• _Text passage_:
Retail and ecommerce: Conversion rate, click-through rate, average order value, cart abandonment rate

Related resource: Understanding evolving ecommerce expectations

Travel and hospitality: Loyalty program engagement, retention, online review ratings

Consumer technology: Trust rating, churn rate, interest sign-ups

What steps can you take now to address this challenge?

  • Understand what’s important to your organization: What are the goals for this year? How is impact measured? What KPIs are used?
  • Use data optimization and analytics teams to prove your ROI: Teams focused on analytics can be your best friend. If you don’t already, create an alliance with them and regularly share knowledge, which will benefit you both.
  • Correlate the metrics you gather with what you know to guide what you learn about customer needs: Use this in language when communicating with business leaders, e.g. ‘X’ is what customers say, ‘I’ is the business impact, and the KPIs influenced are ‘K.’
  • Consider how metrics impact revenue: When using NPS, SUS, or similar metrics, consider how changes to these impact actual revenue and use this to drive discussions and decisions, e.g. an increase of ‘1’ in NPS would result in ‘R’ revenue. 

Understanding business value metrics will improve your team's ability to communicate with the wider organization and make it easier to show the measurable impact your team has had or your ROI. 

Create value efficiently, not just fast

Speed is critical to business. Everyone wants a solution delivered fast, but speed comes at a risk. In 2022, U.S. organizations spent an estimated $260B on unsuccessful development projects. Too often, we see delivery cycles driven by product owners and executives pushing a particular solution in a rush to optimize KPIs. 

A solution-focused approach usually comes from a subjective perspective. For example, a product manager will embark on a journey to deliver a solution based on what they’ve seen competitors doing. Without properly understanding the problem that needs to be solved, how do they know if they’re going in the right direction? 

This is a perfect opportunity for CX teams to illustrate their value. Understanding KPIs gives the CX team the platform to ask the most critical question a product team can be asked—why? For example: 

  • Why is the conversion rate poor? 
  • Why is this the specific area we consider the problem—could it begin elsewhere?

• _Dataset records_:
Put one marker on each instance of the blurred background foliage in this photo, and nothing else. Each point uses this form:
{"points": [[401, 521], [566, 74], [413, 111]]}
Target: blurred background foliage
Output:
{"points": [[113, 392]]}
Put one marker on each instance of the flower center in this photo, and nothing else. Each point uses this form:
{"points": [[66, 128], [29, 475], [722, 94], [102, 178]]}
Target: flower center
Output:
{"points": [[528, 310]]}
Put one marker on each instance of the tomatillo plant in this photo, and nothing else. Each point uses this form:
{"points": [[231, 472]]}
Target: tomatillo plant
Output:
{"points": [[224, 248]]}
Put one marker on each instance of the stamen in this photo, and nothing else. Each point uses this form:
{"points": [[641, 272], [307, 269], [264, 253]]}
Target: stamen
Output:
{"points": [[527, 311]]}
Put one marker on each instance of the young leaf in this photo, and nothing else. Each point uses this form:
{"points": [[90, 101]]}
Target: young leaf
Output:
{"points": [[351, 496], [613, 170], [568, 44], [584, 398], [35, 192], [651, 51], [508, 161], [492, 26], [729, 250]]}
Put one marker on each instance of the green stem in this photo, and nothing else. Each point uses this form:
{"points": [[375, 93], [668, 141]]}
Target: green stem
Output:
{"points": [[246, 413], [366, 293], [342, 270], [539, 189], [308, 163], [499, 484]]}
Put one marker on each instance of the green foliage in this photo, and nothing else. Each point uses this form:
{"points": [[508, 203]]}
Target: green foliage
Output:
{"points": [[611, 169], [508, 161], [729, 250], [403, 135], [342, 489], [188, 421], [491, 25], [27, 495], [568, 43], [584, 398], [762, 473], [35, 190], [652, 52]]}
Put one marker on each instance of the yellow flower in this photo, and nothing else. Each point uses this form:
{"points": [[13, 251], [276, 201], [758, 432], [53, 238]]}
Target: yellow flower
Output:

...

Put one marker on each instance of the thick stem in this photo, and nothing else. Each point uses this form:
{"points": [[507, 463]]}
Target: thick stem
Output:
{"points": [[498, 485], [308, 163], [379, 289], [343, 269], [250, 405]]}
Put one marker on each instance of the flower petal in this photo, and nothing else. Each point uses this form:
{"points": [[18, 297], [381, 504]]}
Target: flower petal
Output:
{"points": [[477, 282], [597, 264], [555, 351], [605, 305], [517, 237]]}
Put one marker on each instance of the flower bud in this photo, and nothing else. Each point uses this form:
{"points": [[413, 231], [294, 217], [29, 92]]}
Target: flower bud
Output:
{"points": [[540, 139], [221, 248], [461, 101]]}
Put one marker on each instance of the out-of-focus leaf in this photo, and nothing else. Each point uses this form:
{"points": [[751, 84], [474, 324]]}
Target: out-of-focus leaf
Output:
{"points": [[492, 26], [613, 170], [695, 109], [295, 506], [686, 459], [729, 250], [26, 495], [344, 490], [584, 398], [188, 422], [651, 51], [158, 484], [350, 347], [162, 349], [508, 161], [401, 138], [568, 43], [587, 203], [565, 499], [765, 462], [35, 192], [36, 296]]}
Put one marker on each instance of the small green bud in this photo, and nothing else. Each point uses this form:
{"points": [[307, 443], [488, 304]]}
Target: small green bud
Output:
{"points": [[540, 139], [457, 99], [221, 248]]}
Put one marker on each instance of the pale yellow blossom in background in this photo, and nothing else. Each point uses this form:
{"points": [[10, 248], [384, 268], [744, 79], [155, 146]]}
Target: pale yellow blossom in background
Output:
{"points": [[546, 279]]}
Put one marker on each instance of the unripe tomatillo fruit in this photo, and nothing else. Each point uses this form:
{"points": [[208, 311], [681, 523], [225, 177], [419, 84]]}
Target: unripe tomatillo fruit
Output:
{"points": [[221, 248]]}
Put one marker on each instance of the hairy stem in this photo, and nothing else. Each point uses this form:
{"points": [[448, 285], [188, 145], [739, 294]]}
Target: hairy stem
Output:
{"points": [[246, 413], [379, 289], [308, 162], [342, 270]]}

• _Work task A_: According to the CX metrics passage, how much did U.S. organizations spend on unsuccessful development projects in 2022?
• _Work task B_: Please update part of the CX metrics passage: begin at "Create value efficiently, not" and stop after "the right direction?", writing "rivals" in place of "competitors".
Rely on the CX metrics passage alone; the items play no part.

• _Task response A_: An estimated $260B.

• _Task response B_:
Create value efficiently, not just fast

Speed is critical to business. Everyone wants a solution delivered fast, but speed comes at a risk. In 2022, U.S. organizations spent an estimated $260B on unsuccessful development projects. Too often, we see delivery cycles driven by product owners and executives pushing a particular solution in a rush to optimize KPIs. 

A solution-focused approach usually comes from a subjective perspective. For example, a product manager will embark on a journey to deliver a solution based on what they’ve seen rivals doing. Without properly understanding the problem that needs to be solved, how do they know if they’re going in the right direction?